Doerge makes no attempt to respond to the defendants' argument that the delay in time between the incidents involving racial language and her termination is so long that no inference of causation arises under the law. The delay is sufficient that no inference of causation arises. See Anderson v. Coors Brewing Co., 181 F.3d 1171, 1179 (10th Cir. 1999); O'Neal v. Ferguson Constr. Co., 237 F.3d 1248, 1253 (10th Cir. 2001). Doerge supplies no other evidence which would support an inference of causation.
The court finds any claim under KAAD for retaliation for opposing race discrimination should be dismissed for the same reason. And since Doerge's conspiracy claim under 42 U.S.C. § 1985 is grounded on an alleged conspiracy to retaliate for protected opposition to race discrimination, her § 1985 claims are also subject to summary judgment.
The defendants next seek dismissal of Doerge's conspiracy claim on the grounds that it was insufficiently pled and because it alleges a conspiracy between a corporation and its officers. Doerge contends that the conspiracy claim was adequately detailed by referencing her deposition, and argues that the other persons (Chartier and Crum) were not officers and hence could form conspiracy with corporate entity. The court will grant summary judgment as to the conspiracy claim. Merely referencing two pages in plaintiff's own deposition is not the equivalent of pleading fraud with particularity. The allegation of the plaintiff as articulated in the Amended Complaint and then the Pretrial Order never articulate the claims of conspiracy with any particularity. The pleadings show only conclusory allegations of fraud. See Tonkovich v. Kan. Bd. of Regents, 159 F.3d 504, 533 (10th Cir. 1988). Further, the referenced deposition pages themselves do not explicitly state the elements of conspiracy.

Given information:
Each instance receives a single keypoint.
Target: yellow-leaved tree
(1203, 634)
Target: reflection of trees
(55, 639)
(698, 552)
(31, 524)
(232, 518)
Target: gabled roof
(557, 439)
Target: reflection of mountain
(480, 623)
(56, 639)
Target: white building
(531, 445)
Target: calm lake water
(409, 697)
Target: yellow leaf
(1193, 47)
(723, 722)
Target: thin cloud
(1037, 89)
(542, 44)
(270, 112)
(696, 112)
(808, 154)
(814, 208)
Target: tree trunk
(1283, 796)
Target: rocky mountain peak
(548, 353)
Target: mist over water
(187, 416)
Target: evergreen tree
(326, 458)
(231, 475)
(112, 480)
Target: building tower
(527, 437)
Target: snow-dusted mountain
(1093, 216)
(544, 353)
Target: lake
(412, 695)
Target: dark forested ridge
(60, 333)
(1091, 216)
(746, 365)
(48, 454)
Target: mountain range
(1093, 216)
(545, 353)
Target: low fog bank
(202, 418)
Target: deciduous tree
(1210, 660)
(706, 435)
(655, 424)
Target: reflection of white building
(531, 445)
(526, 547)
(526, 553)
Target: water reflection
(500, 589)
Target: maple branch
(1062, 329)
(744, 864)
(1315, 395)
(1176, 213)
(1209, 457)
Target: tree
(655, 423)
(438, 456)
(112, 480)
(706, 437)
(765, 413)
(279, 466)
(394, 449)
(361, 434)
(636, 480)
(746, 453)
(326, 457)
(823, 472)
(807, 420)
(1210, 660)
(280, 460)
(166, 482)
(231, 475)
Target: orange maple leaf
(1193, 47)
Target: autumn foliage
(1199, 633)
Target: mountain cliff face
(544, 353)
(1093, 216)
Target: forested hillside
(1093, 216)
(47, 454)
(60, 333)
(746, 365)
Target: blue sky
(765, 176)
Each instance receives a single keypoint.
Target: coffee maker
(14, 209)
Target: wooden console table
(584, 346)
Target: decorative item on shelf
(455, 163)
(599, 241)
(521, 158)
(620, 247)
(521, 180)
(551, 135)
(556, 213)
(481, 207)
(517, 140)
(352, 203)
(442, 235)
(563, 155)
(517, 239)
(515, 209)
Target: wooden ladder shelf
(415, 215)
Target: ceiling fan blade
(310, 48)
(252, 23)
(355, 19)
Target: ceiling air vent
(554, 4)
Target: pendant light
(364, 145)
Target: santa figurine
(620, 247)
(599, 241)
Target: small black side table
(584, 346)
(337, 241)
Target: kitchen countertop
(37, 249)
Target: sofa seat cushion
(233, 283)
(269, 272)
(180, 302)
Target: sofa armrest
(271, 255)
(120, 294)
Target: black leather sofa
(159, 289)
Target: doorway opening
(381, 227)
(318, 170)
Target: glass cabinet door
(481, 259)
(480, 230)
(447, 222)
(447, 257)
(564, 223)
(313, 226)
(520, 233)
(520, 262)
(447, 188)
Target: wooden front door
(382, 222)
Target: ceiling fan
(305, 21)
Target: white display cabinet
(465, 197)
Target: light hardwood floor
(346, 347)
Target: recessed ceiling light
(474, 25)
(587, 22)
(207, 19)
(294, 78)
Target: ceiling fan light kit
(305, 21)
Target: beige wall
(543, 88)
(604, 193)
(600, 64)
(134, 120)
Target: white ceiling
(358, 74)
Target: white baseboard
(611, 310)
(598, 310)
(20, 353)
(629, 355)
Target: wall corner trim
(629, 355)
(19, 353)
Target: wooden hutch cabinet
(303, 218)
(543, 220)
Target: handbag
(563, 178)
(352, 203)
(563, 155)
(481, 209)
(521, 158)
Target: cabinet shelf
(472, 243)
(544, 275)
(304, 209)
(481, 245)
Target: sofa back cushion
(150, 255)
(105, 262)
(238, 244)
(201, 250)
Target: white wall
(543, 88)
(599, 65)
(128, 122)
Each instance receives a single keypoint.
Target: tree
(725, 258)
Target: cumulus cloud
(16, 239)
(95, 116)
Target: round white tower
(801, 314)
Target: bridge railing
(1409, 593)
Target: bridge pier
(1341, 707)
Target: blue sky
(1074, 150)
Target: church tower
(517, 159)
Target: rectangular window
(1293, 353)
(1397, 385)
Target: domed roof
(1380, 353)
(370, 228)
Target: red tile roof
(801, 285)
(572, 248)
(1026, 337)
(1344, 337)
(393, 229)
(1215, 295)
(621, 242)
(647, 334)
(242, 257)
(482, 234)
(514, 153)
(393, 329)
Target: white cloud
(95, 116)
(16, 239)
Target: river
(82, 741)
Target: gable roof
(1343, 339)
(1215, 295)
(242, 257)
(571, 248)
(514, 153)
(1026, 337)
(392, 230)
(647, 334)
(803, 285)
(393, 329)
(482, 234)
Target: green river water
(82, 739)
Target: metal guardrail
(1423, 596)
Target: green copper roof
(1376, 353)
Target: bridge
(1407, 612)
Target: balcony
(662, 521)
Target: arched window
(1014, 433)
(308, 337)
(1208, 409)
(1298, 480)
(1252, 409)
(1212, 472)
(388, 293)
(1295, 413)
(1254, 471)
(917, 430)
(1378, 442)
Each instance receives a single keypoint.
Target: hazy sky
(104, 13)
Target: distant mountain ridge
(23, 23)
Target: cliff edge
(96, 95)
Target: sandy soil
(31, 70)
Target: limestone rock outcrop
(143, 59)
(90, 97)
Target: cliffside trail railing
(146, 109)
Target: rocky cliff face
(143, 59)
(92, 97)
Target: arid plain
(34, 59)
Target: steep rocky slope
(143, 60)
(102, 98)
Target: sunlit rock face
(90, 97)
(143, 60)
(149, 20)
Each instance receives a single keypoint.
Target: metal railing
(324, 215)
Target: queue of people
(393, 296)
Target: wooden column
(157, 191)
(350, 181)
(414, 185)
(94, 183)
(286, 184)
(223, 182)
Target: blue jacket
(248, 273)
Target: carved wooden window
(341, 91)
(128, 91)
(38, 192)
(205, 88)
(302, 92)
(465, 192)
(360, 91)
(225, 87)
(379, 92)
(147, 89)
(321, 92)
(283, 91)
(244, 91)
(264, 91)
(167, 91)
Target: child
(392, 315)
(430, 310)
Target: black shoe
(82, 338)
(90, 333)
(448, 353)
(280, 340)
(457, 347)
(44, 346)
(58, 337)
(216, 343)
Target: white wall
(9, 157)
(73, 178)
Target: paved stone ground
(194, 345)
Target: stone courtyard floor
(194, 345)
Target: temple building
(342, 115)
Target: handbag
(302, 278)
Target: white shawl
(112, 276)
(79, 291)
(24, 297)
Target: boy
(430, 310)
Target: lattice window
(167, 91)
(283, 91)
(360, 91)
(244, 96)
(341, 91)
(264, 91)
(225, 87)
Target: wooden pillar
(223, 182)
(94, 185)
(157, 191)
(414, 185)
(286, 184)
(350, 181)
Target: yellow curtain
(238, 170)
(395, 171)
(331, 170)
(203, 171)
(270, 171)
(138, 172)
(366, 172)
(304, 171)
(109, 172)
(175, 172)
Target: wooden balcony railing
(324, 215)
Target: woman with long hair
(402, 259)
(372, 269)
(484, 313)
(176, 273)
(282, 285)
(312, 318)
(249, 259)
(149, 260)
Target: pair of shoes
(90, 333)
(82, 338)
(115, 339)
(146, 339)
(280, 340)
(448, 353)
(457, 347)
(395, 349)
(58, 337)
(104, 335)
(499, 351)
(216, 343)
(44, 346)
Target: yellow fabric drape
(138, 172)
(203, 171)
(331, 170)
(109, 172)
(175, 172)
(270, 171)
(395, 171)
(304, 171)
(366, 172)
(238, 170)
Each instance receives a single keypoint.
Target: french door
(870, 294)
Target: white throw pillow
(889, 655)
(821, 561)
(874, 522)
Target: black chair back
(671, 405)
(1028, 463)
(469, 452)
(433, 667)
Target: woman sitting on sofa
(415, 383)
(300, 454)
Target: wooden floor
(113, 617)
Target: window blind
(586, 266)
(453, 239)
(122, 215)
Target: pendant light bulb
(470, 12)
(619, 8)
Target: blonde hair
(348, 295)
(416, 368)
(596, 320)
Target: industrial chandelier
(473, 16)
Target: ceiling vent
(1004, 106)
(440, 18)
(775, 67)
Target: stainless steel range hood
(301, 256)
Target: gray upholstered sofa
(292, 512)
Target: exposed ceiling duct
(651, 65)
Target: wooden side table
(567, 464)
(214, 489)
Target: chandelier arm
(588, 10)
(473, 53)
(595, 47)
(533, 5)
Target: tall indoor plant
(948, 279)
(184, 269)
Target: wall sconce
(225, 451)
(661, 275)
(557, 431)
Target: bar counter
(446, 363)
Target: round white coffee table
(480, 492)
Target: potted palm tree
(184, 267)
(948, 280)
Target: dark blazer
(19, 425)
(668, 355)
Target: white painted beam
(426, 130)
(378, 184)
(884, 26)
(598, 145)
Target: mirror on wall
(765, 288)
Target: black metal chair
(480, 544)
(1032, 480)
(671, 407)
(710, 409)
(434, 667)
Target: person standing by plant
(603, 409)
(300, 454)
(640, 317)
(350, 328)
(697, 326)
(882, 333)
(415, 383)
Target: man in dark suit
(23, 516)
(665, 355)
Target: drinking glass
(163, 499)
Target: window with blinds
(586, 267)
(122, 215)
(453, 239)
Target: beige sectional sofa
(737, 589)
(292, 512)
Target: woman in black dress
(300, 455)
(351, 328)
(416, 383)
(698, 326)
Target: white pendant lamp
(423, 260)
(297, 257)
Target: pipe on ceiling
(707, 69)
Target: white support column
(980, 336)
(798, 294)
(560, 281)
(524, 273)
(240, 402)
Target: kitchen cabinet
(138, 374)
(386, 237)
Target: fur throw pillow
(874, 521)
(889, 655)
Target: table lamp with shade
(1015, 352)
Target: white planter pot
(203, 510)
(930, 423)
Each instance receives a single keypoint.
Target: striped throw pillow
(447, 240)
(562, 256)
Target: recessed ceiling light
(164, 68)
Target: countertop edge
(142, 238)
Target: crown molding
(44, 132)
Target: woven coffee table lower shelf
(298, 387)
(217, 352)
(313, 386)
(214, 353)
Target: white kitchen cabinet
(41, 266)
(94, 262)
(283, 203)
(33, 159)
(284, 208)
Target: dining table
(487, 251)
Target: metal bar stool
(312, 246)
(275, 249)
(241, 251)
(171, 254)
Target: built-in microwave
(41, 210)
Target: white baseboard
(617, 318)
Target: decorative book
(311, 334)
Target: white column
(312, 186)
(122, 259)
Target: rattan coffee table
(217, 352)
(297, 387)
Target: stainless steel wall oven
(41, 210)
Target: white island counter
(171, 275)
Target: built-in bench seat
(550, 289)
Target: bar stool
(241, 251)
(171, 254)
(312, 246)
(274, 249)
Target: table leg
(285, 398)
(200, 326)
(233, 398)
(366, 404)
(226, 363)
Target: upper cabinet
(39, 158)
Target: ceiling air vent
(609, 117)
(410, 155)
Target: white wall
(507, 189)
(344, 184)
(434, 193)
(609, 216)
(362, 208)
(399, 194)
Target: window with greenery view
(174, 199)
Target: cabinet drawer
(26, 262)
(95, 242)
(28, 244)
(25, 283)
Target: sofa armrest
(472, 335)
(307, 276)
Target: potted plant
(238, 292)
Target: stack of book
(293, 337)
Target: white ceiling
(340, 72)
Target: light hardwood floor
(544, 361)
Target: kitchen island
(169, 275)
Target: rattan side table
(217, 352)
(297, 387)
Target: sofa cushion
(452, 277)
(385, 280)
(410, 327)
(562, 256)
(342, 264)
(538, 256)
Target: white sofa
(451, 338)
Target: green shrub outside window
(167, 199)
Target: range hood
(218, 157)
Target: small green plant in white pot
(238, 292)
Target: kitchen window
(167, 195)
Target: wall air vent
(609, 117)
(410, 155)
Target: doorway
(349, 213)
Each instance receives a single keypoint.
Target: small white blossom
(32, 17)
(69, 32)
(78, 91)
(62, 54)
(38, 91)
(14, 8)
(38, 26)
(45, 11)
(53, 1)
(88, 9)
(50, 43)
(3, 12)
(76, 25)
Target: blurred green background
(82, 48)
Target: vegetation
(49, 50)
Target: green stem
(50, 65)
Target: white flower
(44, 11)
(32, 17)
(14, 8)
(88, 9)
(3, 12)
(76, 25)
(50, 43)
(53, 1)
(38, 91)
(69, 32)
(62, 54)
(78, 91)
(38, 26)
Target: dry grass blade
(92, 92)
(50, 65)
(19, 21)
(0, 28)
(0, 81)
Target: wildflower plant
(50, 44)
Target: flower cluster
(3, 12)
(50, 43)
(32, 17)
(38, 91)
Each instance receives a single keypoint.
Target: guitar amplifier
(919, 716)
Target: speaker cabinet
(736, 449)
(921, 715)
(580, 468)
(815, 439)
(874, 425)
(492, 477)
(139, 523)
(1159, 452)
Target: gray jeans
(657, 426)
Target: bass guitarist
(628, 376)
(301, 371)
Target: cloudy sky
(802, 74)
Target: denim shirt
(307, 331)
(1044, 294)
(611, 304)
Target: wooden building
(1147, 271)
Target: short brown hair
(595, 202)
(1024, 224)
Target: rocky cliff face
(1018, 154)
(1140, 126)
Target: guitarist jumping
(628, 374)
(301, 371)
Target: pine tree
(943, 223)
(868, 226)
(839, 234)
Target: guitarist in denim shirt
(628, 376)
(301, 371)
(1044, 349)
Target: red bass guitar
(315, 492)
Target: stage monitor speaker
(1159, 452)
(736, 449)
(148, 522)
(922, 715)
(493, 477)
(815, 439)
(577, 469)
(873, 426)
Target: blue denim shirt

Given instruction:
Please answer these questions from the court ruling.
(a) Which two cases does the court cite for its finding that the delay is sufficient that no inference of causation arises?
(b) Under which statute is Doerge's conspiracy claim brought?
(c) Which two persons does Doerge argue were not officers?
The records have no connection to the court ruling.

Exercise output:
(a) Anderson v. Coors Brewing Co. and O'Neal v. Ferguson Constr. Co.
(b) 42 U.S.C. § 1985
(c) Chartier and Crum